- **Aim**: Starting at the line that contains "Behaviour: the segmenter", copy each line through the end of the listing below. Include both ends and output nothing more.

═════ Information shown ═════

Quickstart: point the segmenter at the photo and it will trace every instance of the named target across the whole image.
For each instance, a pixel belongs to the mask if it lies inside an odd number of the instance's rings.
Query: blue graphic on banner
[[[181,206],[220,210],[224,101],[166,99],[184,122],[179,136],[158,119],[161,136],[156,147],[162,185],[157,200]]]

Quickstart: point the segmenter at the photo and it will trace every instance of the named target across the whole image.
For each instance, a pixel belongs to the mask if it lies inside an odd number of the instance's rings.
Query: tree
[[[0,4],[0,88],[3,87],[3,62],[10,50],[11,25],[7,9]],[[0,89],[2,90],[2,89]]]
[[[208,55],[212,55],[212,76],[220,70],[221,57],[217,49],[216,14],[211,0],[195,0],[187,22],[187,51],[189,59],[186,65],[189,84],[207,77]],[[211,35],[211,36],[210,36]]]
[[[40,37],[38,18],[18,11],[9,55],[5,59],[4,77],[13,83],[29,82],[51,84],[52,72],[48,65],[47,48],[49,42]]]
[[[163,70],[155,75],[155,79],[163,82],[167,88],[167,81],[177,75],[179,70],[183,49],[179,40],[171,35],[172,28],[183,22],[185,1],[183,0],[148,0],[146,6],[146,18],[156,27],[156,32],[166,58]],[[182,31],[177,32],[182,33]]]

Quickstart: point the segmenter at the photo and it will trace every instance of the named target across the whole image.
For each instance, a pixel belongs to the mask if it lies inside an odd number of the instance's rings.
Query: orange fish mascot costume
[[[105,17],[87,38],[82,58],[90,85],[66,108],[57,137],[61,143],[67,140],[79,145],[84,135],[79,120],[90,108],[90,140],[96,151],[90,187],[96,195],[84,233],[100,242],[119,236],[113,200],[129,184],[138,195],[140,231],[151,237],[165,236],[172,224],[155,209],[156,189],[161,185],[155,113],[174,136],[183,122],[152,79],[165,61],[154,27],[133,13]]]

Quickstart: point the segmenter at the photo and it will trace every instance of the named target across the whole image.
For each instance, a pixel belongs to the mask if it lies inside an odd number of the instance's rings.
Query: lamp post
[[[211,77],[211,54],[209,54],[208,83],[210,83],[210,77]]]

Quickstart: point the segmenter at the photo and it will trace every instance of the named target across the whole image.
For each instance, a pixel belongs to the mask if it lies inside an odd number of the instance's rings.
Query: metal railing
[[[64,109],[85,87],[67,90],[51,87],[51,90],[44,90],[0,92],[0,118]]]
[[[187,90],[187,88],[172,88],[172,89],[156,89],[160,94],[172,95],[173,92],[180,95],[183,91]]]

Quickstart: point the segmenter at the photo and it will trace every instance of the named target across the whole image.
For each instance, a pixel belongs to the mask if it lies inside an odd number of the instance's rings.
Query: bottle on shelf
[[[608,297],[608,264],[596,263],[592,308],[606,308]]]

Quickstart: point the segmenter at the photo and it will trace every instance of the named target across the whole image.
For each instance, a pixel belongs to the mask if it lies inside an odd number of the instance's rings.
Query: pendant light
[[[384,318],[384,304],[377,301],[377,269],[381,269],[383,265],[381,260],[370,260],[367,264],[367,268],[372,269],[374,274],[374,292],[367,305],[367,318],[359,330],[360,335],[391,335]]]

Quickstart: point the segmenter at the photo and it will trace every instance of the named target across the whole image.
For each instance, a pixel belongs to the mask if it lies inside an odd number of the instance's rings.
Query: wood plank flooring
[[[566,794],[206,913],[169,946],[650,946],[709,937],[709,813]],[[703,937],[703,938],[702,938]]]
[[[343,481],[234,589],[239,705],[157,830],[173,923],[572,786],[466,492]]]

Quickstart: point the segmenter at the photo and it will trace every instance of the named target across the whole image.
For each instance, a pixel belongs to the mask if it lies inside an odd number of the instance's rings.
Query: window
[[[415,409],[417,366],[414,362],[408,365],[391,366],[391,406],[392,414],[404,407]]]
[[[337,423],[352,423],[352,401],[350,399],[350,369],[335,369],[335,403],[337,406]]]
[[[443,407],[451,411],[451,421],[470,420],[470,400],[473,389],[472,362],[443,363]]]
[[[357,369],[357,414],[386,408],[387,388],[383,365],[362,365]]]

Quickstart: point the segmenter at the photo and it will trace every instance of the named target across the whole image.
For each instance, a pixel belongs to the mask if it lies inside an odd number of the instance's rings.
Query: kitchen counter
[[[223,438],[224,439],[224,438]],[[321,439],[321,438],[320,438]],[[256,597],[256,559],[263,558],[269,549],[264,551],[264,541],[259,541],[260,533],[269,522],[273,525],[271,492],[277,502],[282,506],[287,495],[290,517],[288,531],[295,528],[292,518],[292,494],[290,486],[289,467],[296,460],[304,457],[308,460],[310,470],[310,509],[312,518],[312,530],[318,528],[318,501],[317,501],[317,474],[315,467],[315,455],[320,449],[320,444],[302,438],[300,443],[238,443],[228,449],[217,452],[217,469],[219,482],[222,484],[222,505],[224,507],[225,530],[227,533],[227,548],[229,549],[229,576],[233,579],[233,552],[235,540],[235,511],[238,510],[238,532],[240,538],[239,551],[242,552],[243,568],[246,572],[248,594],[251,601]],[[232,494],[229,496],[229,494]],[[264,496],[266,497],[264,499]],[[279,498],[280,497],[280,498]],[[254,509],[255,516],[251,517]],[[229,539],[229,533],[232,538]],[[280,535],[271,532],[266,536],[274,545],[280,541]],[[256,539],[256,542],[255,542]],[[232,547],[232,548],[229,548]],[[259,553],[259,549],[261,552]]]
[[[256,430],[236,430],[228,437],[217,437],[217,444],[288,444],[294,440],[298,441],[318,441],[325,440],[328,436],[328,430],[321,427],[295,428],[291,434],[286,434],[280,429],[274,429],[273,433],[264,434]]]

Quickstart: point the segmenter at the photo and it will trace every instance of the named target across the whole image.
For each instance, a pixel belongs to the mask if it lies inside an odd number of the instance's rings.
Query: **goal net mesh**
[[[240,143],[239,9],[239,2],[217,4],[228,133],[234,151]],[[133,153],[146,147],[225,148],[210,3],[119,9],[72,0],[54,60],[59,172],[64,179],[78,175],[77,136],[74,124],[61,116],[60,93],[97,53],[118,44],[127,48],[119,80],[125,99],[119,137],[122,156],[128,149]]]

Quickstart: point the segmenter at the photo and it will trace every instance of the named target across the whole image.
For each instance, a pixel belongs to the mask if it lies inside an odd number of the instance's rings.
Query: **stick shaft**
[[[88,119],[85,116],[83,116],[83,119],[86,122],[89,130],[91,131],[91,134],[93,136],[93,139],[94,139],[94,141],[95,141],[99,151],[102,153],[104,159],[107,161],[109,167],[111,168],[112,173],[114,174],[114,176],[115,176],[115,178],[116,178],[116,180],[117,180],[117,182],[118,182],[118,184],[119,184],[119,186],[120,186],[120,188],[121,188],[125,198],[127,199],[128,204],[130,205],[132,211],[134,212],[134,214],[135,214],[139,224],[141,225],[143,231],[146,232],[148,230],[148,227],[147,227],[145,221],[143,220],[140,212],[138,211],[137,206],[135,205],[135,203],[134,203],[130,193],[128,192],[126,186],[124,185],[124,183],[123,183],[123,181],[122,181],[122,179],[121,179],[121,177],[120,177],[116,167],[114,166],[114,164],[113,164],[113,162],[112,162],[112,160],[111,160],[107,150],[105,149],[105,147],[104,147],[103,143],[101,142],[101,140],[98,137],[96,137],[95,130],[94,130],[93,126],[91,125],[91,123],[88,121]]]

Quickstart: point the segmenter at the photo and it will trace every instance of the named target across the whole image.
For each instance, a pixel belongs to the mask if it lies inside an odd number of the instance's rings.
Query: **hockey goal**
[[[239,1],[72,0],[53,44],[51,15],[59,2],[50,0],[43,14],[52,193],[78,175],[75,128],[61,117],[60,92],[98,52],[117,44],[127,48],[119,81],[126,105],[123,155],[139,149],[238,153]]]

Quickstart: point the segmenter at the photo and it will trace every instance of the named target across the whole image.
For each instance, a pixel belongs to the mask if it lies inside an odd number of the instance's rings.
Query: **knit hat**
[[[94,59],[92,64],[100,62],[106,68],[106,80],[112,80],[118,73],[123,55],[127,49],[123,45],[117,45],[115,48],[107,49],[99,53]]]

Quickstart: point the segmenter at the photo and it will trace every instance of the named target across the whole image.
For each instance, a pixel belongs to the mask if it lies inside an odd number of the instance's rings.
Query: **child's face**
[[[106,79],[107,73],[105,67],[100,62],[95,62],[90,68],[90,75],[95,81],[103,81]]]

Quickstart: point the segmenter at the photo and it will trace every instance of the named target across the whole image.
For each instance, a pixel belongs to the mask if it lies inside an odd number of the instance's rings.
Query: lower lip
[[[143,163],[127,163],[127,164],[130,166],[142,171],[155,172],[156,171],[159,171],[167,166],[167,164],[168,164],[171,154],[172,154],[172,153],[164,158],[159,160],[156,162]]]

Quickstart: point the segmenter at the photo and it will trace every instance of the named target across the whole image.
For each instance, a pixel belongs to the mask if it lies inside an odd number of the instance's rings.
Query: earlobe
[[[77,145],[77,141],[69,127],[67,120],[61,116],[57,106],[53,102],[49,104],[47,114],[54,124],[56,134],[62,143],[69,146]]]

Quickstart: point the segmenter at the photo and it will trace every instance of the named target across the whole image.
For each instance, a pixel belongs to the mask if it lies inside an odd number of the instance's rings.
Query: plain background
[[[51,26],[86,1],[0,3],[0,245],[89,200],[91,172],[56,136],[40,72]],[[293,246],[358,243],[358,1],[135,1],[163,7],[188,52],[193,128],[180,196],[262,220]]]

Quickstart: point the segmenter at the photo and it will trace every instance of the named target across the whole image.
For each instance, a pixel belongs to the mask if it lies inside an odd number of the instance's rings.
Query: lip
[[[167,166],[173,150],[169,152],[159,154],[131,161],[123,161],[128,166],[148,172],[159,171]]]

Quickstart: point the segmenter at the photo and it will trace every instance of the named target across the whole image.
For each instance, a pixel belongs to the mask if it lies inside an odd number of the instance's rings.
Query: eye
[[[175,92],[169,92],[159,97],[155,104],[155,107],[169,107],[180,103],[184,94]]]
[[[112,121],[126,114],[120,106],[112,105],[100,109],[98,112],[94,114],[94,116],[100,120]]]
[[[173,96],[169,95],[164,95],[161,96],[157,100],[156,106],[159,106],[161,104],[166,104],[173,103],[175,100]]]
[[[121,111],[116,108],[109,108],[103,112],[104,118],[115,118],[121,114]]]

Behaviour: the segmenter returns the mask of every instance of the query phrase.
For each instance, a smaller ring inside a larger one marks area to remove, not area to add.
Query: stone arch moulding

═════

- **Answer to the task**:
Behaviour: the segmenter returns the mask of every instance of the query phrase.
For each instance, a smaller ring inside a larger one marks area to remove, not area to add.
Query: stone arch moulding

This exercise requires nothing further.